* [Reading text]:
First, I will explain how to visualize our neural network in the tensorboard. This allows us to keep a history of all the tested architectures. To be more precise, we can also add a “scope” to our code to give a name to each layer (or group of layers):
with tf.name_scope("output"):
logits = tf.layers.dense(fc1, n_outputs, name="output")
Y_proba = tf.nn.softmax(logits, name="Y_proba")
Thanks to this kind of implementation, the Tensorboard will organized our NN in a graph to simply visualize it:

We also have access to the history of each architecture to compare them.
Another feature is to visualize any scalar we want in different ways: graphs, histograms, etc. Thanks to it, we don’t need to manually save each scalar in a list, and then display graphs using matplotlib or any other similar library. Just add the scalars to the list of scalars to monitor, and Tensorflow will take care of the storage part to display beautiful graphs.
But that’s not all. We can also record the scalar for different NN architectures. Tensorboard will then display, with a different color, the evolution of a particular scalar for each architecture. We can easily compare them without having to save each log manually.
In the example below, I put a title in my log with the description of the NN architecture (2 convolutional layers, 3 convolutional layers, 3 convolutional layers with an artificially augmented dataset). I can now easily compare their performances.

* [What this exercise asks]:
[1] Restate the TensorBoard text starting at "Thanks to this" and ending at "each log manually.", substituting "Plotly" for "matplotlib".
[2] In the TensorBoard text, how does TensorBoard distinguish the evolution of a particular scalar for each architecture?

* [Object detection data]:
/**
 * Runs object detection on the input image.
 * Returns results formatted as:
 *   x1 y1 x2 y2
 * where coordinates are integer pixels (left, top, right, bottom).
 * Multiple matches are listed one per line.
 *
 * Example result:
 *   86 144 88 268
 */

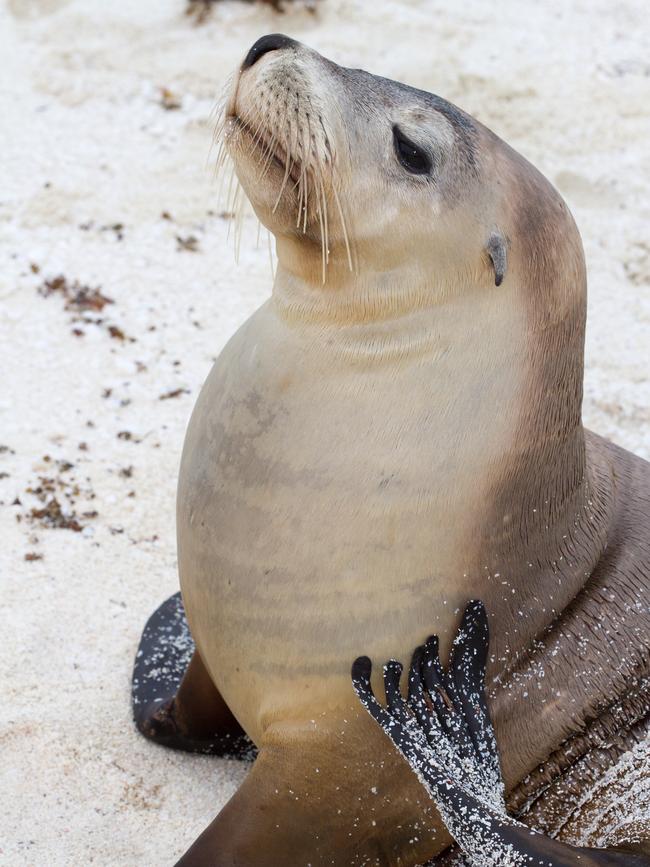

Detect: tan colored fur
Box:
178 39 650 867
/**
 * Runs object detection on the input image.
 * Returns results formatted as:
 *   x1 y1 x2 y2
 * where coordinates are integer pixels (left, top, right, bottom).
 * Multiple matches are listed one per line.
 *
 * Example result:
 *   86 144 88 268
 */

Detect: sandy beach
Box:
0 0 650 867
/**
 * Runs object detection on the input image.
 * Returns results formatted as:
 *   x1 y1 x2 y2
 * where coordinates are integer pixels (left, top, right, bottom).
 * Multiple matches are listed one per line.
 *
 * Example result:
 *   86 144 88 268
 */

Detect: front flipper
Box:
131 593 255 759
352 601 650 867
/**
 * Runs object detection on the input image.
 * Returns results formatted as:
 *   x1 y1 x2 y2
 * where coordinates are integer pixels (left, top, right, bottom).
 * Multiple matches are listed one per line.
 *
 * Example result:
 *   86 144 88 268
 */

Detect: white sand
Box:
0 0 650 867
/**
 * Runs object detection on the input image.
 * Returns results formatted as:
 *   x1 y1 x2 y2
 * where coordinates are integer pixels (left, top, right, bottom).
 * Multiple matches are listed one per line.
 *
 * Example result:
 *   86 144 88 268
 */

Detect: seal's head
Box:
226 34 581 318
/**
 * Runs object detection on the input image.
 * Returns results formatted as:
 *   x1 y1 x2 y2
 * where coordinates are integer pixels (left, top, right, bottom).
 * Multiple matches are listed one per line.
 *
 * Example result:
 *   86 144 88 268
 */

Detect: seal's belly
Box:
178 308 516 737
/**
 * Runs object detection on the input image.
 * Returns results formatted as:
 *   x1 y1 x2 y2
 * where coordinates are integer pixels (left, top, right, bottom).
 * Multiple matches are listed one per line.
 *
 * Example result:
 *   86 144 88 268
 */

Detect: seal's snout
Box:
241 33 298 72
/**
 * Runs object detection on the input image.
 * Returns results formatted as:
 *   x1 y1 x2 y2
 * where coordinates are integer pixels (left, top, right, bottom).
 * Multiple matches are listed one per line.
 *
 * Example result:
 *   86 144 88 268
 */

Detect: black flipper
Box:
352 601 650 867
131 593 256 760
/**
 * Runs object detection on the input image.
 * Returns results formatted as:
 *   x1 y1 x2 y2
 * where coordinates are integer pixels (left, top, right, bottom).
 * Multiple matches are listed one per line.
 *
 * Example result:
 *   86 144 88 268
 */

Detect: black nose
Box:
241 33 298 69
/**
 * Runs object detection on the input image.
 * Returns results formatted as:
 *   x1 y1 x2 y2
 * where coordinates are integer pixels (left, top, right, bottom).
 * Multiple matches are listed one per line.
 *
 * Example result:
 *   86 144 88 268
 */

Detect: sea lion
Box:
134 34 650 867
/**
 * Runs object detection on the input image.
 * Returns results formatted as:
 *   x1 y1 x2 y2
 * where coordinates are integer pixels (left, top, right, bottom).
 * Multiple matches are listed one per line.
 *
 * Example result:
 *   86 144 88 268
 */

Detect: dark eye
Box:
393 126 431 175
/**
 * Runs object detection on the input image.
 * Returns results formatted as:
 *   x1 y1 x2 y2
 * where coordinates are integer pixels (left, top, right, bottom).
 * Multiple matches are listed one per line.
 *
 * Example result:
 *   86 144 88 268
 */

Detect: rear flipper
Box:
131 593 255 759
352 602 650 867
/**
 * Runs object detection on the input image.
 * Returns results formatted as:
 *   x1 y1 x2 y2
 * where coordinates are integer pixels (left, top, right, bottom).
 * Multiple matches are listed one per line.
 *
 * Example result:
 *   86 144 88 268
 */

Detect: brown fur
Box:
168 39 650 867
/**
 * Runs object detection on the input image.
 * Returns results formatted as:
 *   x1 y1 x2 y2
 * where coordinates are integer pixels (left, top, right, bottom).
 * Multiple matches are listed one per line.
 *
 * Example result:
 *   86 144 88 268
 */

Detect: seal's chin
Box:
224 114 312 234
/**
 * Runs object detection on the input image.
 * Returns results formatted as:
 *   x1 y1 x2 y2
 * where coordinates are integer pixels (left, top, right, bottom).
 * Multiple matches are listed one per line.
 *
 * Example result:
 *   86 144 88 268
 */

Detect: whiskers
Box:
211 84 354 284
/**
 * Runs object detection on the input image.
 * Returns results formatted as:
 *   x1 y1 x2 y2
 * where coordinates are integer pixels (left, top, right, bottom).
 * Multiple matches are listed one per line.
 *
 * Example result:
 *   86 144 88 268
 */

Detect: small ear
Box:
485 232 508 286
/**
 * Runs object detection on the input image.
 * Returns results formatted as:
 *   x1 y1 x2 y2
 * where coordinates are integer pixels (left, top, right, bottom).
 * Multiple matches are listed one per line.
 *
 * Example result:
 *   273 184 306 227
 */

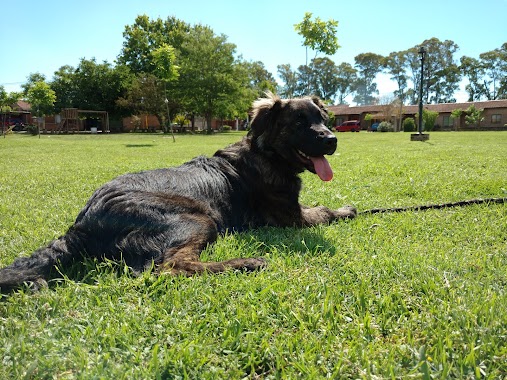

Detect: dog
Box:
0 94 356 290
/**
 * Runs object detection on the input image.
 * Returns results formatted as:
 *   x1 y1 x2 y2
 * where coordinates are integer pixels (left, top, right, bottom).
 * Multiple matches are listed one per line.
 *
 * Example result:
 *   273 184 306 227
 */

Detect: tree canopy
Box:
2 13 507 127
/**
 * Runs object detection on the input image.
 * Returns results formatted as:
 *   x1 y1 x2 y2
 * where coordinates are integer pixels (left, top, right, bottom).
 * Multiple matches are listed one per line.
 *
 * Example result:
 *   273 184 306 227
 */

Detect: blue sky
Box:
0 0 507 100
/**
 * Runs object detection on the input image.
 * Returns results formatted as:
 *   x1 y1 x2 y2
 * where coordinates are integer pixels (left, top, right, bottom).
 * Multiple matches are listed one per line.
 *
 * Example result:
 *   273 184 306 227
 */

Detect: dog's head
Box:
250 94 337 181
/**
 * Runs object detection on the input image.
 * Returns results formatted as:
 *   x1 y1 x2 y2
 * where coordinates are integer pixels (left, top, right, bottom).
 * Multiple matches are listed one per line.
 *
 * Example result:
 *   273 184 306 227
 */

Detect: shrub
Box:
403 117 415 132
377 121 394 132
25 124 39 136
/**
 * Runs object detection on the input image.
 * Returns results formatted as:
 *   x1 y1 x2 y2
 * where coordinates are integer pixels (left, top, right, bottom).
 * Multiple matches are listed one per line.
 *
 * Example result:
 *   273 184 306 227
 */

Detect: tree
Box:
277 64 298 98
479 42 507 100
21 73 46 96
310 57 339 102
26 81 56 132
178 25 244 132
151 43 179 137
336 62 357 104
50 58 132 116
465 104 484 127
354 53 383 105
118 15 192 73
295 65 314 96
238 61 277 100
382 51 408 103
117 73 166 125
460 56 485 102
0 86 21 137
49 65 79 112
407 38 461 104
294 12 340 65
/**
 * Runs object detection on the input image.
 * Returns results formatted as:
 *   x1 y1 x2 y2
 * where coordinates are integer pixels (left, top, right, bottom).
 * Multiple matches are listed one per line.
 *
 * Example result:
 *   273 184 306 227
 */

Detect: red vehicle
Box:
336 120 361 132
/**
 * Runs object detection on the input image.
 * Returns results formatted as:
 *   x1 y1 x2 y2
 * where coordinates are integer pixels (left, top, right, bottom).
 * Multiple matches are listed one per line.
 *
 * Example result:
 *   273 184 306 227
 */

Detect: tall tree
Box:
118 15 191 73
310 57 339 102
460 56 485 102
277 63 298 98
0 86 22 137
239 61 277 98
295 65 315 96
56 58 131 114
407 37 461 103
178 25 244 131
383 51 408 103
294 12 340 65
117 73 166 125
26 81 56 133
49 65 79 112
354 53 383 105
21 72 46 96
479 42 507 100
336 62 357 104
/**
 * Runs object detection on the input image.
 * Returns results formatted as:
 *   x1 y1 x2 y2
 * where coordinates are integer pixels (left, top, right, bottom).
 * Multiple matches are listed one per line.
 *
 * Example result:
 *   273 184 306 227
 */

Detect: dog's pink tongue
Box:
310 156 333 181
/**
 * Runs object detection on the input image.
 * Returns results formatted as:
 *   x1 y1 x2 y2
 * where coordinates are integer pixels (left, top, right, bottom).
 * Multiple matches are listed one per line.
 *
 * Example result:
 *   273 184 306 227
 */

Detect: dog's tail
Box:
0 227 83 293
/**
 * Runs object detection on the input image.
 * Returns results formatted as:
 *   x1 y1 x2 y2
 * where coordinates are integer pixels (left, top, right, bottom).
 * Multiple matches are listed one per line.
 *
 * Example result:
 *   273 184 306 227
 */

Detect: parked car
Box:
336 120 361 132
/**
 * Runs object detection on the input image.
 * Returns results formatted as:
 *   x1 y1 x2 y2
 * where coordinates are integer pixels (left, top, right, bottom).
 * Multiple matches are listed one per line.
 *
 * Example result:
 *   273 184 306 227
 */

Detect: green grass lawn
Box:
0 132 507 379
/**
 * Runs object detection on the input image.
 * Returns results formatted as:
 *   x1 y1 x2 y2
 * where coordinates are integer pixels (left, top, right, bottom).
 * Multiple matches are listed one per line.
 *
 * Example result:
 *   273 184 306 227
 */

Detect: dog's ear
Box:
250 93 282 139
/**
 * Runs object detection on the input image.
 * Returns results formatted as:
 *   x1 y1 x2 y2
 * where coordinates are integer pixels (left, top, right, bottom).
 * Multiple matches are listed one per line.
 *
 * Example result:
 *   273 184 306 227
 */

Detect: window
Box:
444 115 454 127
491 114 502 124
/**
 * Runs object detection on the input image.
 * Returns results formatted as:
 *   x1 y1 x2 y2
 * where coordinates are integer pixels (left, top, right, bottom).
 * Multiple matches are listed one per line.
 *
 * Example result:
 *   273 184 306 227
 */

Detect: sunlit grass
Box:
0 132 507 379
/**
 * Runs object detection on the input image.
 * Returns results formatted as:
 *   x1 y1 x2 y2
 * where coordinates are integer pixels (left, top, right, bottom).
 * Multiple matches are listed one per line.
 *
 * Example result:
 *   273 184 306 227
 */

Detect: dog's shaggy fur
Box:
0 95 356 290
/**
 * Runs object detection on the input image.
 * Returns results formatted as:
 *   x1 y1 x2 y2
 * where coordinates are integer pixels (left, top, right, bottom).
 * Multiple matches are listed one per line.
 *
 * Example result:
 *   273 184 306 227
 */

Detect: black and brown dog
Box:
0 95 356 290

* [Results]:
[1]
Thanks to this kind of implementation, the Tensorboard will organized our NN in a graph to simply visualize it:

We also have access to the history of each architecture to compare them.
Another feature is to visualize any scalar we want in different ways: graphs, histograms, etc. Thanks to it, we don’t need to manually save each scalar in a list, and then display graphs using Plotly or any other similar library. Just add the scalars to the list of scalars to monitor, and Tensorflow will take care of the storage part to display beautiful graphs.
But that’s not all. We can also record the scalar for different NN architectures. Tensorboard will then display, with a different color, the evolution of a particular scalar for each architecture. We can easily compare them without having to save each log manually.

[2] It displays each architecture's evolution in a different color.